Start of Document section
Billions lost in damages due to extreme weather events in 2020: Report

Hemani Sheth Mumbai | Updated on December 28, 2020

Dwellings destroyed by cyclone Amphan in West Bengal

Of the 15 most destructive climate disasters of 2020, 10 cost $1.5 bn or more in losses, says Christian Aid

Extreme weather events influenced by climate change, have cost the world billions in damages in 2020, says a new report by the charity Christian Aid.

The report titled ‘Counting the cost 2020: a year of climate breakdown’ identified 15 of the most destructive climate disasters of the year. Ten of these disasters have each caused $1.5 billion or more in damages, as per the study.

“Most of these estimates are based only on insured losses, meaning the true financial costs are likely to be higher,” Christian Aid said in an official release.

Six of these 10 extreme weather events were recorded in Asia, while five were associated with an unusually wet monsoon.

Also read: Record climate disasters in Asia-Pacific push millions to ‘breaking point’

According to the report, Cyclone Amphan, which struck the Bay of Bengal in May caused $13 billion in losses in “just a few days.”

Floods in China and India were estimated to cost $32 billion and $10 billion, respectively.

Two extra-tropical cyclones, Ciara and Alex in Europe, together accounted for losses of nearly $6 billion.

the United States suffered from a record-breaking hurricane season and a record-breaking fire season causing over $60 billion in damages.
End of Document section
▶ Work task: Copy the climate damages report again, starting at the words "According to the" and stopping after "billion in damages.", and swap "Floods" for "Flooding".
Start of Data excerpts
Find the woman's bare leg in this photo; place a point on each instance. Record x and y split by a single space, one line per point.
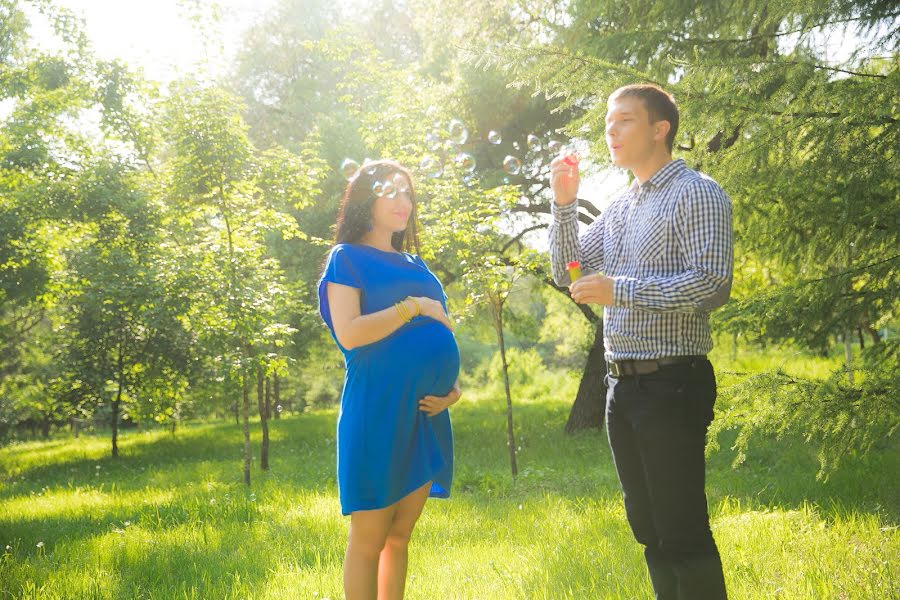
368 532
394 555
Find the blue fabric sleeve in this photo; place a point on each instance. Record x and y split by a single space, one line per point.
339 268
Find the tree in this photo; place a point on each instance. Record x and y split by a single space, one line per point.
125 341
802 143
226 190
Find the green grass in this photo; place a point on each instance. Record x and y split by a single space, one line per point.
170 518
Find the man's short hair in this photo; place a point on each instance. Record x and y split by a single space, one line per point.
659 104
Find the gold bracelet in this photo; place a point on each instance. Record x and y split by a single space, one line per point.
403 312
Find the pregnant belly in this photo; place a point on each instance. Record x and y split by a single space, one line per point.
425 350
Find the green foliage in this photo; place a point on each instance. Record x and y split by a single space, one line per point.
170 519
842 417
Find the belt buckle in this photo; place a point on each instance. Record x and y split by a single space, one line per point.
613 369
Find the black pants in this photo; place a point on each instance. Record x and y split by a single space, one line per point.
657 426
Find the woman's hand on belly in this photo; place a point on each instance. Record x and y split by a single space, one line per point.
428 307
432 405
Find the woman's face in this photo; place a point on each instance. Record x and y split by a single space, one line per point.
391 213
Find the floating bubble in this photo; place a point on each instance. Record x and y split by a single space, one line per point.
400 183
432 140
349 168
512 165
431 167
465 161
458 131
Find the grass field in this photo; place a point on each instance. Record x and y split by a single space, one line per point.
171 519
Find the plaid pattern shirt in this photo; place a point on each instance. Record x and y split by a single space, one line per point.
667 244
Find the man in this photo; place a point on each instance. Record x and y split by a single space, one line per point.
659 258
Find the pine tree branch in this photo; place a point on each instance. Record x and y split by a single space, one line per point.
884 119
522 234
544 209
784 33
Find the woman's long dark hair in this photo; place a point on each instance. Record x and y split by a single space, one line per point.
355 214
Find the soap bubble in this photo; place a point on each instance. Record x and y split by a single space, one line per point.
465 161
400 183
512 165
431 167
388 189
349 168
458 131
433 141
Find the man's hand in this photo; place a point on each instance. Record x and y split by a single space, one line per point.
592 289
564 180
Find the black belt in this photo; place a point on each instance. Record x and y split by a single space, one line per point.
621 368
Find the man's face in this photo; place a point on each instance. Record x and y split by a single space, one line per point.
630 136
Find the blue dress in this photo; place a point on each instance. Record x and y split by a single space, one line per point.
387 447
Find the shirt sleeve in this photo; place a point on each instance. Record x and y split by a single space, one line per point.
567 246
339 268
703 232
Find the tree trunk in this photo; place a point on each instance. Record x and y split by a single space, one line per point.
276 389
510 433
848 353
115 421
277 413
590 402
263 419
245 392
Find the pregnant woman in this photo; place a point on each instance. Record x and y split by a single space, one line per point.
387 313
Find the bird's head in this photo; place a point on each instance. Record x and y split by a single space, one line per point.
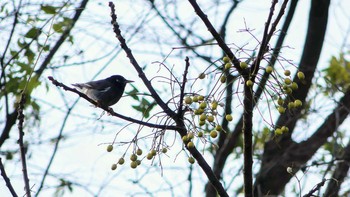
118 80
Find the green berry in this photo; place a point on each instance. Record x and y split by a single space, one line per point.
301 75
223 79
226 59
203 105
243 65
210 118
191 160
121 161
287 81
228 66
281 109
190 144
139 152
201 76
229 117
133 164
133 157
269 69
278 131
218 127
249 83
109 148
213 133
298 103
188 100
114 166
287 72
200 134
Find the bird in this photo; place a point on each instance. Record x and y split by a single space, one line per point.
106 92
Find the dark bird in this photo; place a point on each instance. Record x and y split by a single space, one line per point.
105 92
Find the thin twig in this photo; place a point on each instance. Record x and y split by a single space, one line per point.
21 144
7 180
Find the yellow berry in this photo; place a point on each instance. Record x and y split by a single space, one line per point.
249 83
287 72
269 69
301 75
191 160
287 81
153 152
278 131
214 105
280 101
201 76
114 166
202 117
149 156
298 103
200 97
285 129
223 79
133 157
213 133
109 148
210 118
139 152
294 86
121 161
218 127
226 59
243 65
133 164
203 105
188 100
190 135
281 109
291 105
229 117
190 144
200 134
228 66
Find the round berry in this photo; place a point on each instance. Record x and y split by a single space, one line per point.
191 160
133 164
213 133
133 157
281 109
287 72
269 69
226 59
249 83
121 161
139 152
228 66
188 100
243 65
210 118
201 76
229 117
190 144
223 79
301 75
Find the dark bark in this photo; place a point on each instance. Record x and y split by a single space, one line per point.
281 153
339 174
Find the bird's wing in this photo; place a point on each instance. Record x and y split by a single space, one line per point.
100 85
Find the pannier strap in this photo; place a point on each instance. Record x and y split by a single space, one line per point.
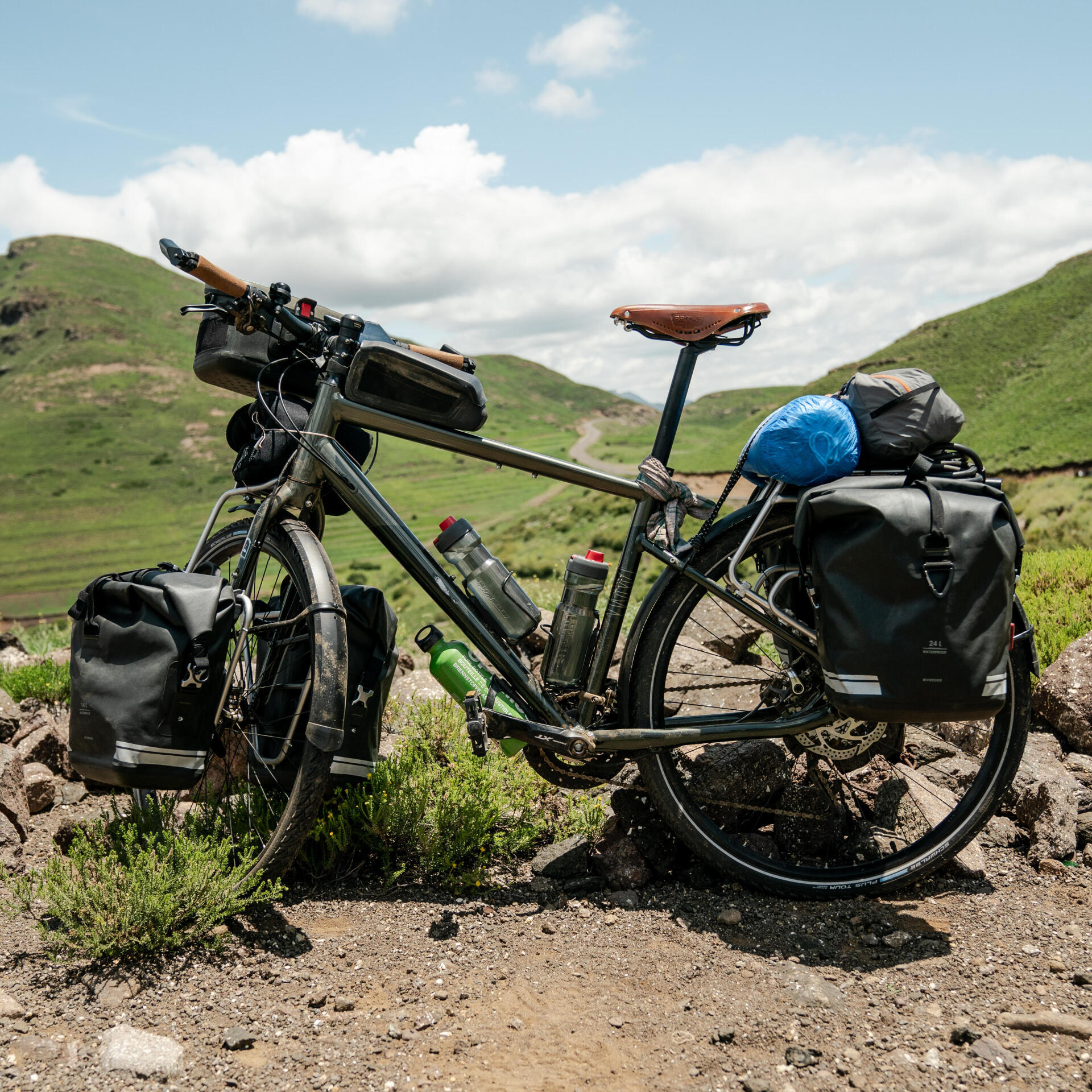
925 388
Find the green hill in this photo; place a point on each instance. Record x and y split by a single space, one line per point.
115 451
1020 366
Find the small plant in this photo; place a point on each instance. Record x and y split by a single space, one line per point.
47 682
144 882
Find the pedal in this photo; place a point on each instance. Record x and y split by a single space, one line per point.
475 725
576 743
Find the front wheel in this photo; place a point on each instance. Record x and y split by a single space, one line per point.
845 809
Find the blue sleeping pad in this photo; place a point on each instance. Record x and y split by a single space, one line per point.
812 440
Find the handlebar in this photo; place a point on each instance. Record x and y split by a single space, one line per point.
204 270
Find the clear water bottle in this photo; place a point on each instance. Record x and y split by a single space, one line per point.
565 661
487 579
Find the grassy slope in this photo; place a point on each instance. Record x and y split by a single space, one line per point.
114 451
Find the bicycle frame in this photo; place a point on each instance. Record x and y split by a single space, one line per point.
324 460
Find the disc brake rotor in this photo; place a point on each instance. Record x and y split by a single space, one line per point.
842 739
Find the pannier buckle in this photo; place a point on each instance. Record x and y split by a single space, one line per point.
938 576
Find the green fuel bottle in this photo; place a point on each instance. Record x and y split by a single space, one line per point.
454 668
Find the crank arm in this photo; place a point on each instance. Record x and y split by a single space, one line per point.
682 731
576 743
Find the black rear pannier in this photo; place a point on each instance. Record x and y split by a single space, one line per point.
149 651
388 377
912 582
370 626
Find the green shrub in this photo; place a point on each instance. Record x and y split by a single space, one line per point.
143 882
47 682
439 813
1056 590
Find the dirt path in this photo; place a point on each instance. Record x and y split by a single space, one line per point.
530 988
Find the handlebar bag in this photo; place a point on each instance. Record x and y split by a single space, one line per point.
266 440
900 413
149 657
812 439
912 581
386 376
370 626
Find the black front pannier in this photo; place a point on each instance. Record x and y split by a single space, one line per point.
149 656
912 582
370 627
264 441
388 377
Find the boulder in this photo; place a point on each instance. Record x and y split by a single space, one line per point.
1064 695
619 862
41 787
9 718
1043 800
562 860
14 803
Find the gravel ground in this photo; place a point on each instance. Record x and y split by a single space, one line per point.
350 987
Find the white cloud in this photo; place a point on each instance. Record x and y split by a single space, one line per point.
850 246
599 44
495 81
375 15
562 101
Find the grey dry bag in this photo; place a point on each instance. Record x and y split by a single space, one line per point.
912 581
149 657
899 414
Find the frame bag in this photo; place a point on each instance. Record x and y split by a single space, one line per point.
899 414
912 582
149 651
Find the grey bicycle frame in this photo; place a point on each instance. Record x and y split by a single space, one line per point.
322 459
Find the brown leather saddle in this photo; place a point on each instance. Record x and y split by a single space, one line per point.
688 322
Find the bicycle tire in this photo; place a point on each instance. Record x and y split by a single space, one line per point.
733 853
299 553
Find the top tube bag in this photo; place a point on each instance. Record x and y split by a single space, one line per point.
149 651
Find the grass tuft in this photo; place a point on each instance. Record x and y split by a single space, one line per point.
146 880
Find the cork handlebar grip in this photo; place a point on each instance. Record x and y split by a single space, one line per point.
218 279
451 358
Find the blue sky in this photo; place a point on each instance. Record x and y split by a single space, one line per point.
625 107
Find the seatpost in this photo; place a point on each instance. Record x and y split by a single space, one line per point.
676 401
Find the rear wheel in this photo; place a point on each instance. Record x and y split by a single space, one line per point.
846 808
264 783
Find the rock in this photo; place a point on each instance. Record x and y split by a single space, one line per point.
237 1039
72 792
9 718
972 737
991 1051
1000 833
562 860
816 827
45 745
619 862
1053 1024
808 987
965 1033
1064 695
40 787
14 803
140 1052
626 900
801 1056
638 820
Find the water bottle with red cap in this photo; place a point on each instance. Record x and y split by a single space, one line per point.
486 579
565 661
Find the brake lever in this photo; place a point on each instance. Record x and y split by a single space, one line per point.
205 309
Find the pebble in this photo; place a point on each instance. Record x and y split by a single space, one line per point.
237 1039
140 1052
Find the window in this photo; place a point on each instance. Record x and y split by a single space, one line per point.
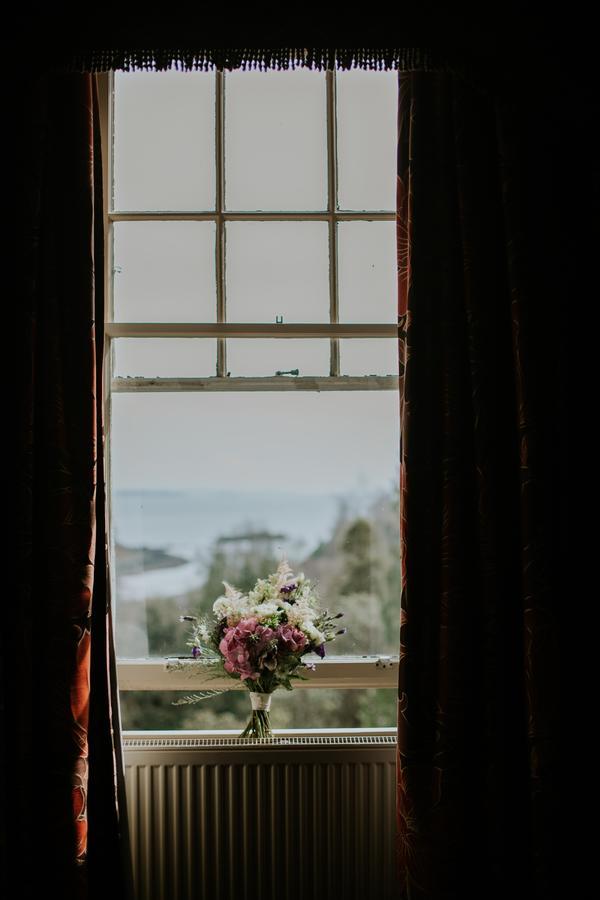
253 404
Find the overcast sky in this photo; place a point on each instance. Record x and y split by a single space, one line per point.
164 156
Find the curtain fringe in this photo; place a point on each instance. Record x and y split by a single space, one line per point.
401 59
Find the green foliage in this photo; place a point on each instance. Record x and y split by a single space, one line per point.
357 571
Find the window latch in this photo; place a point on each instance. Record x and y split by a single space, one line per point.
384 662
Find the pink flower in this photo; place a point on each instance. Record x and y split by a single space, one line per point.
234 647
290 638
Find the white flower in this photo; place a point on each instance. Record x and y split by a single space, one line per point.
232 593
316 636
265 610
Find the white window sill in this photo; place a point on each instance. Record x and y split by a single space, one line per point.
340 673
End of Data excerpts
▶ Completed exercise:
According to the report, Cyclone Amphan, which struck the Bay of Bengal in May caused $13 billion in losses in “just a few days.”

Flooding in China and India were estimated to cost $32 billion and $10 billion, respectively.

Two extra-tropical cyclones, Ciara and Alex in Europe, together accounted for losses of nearly $6 billion.

the United States suffered from a record-breaking hurricane season and a record-breaking fire season causing over $60 billion in damages.